▶ **Document section**
/---
Sunday, August 27, 2006

Fishing with Karen

I apologize in advance if any of the images or descriptions offend any readers (especially my vegetarian blog sister). If you have an aversion to fish, fishing or anything having to do with getting the fish from the water to the table, you should probably skip this post. (Tune in next week for mangosteens and LA radio!)

Okay, now that it's just us, I can tell you about the amazing time I had this past Saturday fishing off of Long Island. A group of people from one of RFC's circles rented a boat for a day of fishing. Wives, children and girlfriends were invited. Yay! Truthfully, when this was first brought up, I was more looking forward to the prospect of being out on the water that the actual fishing part. I didn't think I would do too much of that, maybe give it a try. In fact, what happened was that I fished just about the whole time we were out. And I actually caught about 15 fish! Most had to be thrown back because they were too small, but I did reel in four "keepers," three sea bass and one porgy. I did a little research and what I caught was specifically a black sea bass. Porgy refers to a number of similar fish and is very flat. I couldn't figure out which kind I had pulled up. RFC was also lucky, catching about the same amount as I did. I do believe luck had a lot to do with it. I am sure under other circumstances skill plays a part, but with at least ten lines going off every side of the boat, it seemed you caught a fish if one decided to nibble on your particular bait (we used clams). It was super cool to learn how to use the fishing pole, the reel, the release. I hooked my own finger many times in the beginning before getting the hang of grabbing the line. The least pleasant part was unhooking the fish. I found myself apologizing to my catch as I struggled to work the hook out of its mouth, and sometimes it's eye (yuck!), even if I was about to throw it back in. Two of the fish I meant to keep made a mad dash for freedom as I finally got the hook out and flopped right back over the side of the boat. Towards the end of the trip, one of the crew collected our catch and filleted them for us. He made quick work of the fish, gutting and skinning them with only a few flicks of the knife.
\---
▶ **Data block**
/---
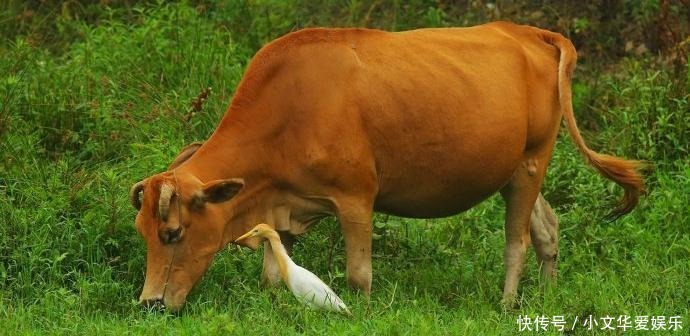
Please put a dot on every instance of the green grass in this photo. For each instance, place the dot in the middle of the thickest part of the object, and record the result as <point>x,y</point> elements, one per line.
\---
▶ **Actions to take**
1. The blog post says luck played a large part in how many fish were caught. What reason does it give for that view?
2. Reproduce the blog post word for word from "I apologize in" to "and LA radio!)".

▶ **Answer list**
1. At least ten lines went off every side of the boat. So a person caught a fish only if one chose to nibble on that person's bait, which was clams.

2.
I apologize in advance if any of the images or descriptions offend any readers (especially my vegetarian blog sister). If you have an aversion to fish, fishing or anything having to do with getting the fish from the water to the table, you should probably skip this post. (Tune in next week for mangosteens and LA radio!)